- _TASK REQUIREMENTS_:
Print exactly those lines that run from the beginning of the data to the line bearing "grass in the photograph above.", inclusive.

- _DATA_:
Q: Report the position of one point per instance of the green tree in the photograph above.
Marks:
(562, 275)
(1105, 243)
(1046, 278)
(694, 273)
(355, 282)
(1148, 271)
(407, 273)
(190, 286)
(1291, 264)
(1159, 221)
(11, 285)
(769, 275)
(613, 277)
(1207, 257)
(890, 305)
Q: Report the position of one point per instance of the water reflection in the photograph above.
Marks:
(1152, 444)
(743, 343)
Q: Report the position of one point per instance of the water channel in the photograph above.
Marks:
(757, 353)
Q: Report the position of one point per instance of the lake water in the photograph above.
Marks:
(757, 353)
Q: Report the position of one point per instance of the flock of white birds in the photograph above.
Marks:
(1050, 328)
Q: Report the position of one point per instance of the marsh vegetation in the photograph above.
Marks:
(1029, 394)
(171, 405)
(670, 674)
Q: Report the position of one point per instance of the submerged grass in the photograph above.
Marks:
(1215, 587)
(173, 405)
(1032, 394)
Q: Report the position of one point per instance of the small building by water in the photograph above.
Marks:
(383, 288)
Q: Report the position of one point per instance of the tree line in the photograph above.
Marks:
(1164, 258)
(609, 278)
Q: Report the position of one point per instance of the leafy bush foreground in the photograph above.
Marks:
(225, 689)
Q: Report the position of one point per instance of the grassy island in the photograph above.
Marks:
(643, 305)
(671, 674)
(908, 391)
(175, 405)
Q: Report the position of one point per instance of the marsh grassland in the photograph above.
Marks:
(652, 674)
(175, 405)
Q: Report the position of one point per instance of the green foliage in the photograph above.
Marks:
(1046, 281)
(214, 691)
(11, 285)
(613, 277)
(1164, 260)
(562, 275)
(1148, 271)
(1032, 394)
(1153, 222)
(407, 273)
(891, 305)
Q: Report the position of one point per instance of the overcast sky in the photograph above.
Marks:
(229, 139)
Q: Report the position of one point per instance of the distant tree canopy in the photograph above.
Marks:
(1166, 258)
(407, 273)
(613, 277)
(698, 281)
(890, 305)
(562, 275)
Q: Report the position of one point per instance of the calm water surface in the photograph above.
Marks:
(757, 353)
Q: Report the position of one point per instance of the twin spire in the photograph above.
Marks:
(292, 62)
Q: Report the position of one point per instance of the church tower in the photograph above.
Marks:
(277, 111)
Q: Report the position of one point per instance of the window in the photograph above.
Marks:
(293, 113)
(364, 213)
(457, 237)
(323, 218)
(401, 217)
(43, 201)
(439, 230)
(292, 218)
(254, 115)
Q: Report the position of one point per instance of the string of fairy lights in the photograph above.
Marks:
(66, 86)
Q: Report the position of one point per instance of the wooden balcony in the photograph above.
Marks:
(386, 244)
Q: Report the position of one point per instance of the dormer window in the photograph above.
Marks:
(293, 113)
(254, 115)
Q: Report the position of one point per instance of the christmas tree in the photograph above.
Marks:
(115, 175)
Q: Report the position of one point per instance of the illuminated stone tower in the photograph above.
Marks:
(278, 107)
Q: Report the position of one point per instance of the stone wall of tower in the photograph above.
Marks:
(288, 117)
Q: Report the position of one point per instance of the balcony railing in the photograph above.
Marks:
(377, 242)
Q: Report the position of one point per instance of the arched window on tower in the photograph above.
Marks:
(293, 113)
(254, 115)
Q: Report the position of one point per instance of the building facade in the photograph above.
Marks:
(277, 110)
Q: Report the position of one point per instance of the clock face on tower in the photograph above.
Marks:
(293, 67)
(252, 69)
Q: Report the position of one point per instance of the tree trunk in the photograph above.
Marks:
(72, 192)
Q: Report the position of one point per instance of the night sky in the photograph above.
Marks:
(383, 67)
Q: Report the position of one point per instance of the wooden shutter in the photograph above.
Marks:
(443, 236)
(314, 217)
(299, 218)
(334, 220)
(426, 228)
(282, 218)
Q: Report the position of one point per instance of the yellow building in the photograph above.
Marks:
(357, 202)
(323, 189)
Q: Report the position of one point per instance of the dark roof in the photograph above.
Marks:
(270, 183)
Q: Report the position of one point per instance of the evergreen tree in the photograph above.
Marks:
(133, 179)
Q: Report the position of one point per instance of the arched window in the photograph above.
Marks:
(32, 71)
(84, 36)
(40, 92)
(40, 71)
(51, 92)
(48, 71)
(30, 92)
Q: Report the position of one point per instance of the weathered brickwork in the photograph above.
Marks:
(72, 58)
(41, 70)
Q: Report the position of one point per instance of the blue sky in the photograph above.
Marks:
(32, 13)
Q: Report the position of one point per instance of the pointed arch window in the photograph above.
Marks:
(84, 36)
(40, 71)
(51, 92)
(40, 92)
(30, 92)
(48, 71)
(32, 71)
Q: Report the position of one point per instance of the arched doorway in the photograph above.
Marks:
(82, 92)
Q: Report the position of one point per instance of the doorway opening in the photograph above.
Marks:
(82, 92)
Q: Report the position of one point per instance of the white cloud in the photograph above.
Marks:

- _ANSWER FOR THIS EXERCISE_:
Q: Report the position of one point per instance of the green tree in the photograph above.
Marks:
(562, 275)
(1105, 243)
(1046, 278)
(694, 273)
(355, 282)
(1148, 271)
(407, 273)
(190, 286)
(1291, 264)
(1159, 221)
(11, 285)
(769, 275)
(613, 277)
(1207, 257)
(890, 305)
Q: Report the position of one point per instance of the water reflection in the photograph above.
Marks:
(1152, 444)
(743, 343)
Q: Report the position of one point per instance of the water channel in the photograph above.
Marks:
(757, 353)
Q: Report the position of one point per instance of the lake water in the photograph above.
Marks:
(757, 353)
Q: Report the position of one point per instance of the flock of white birds in the photograph above.
Marks:
(1050, 328)
Q: Report the position of one point per instance of the marsh vegetation in the photograph above.
Marks:
(1029, 394)
(171, 405)
(670, 674)
Q: Report the position of one point per instance of the submerged grass in the photograph above.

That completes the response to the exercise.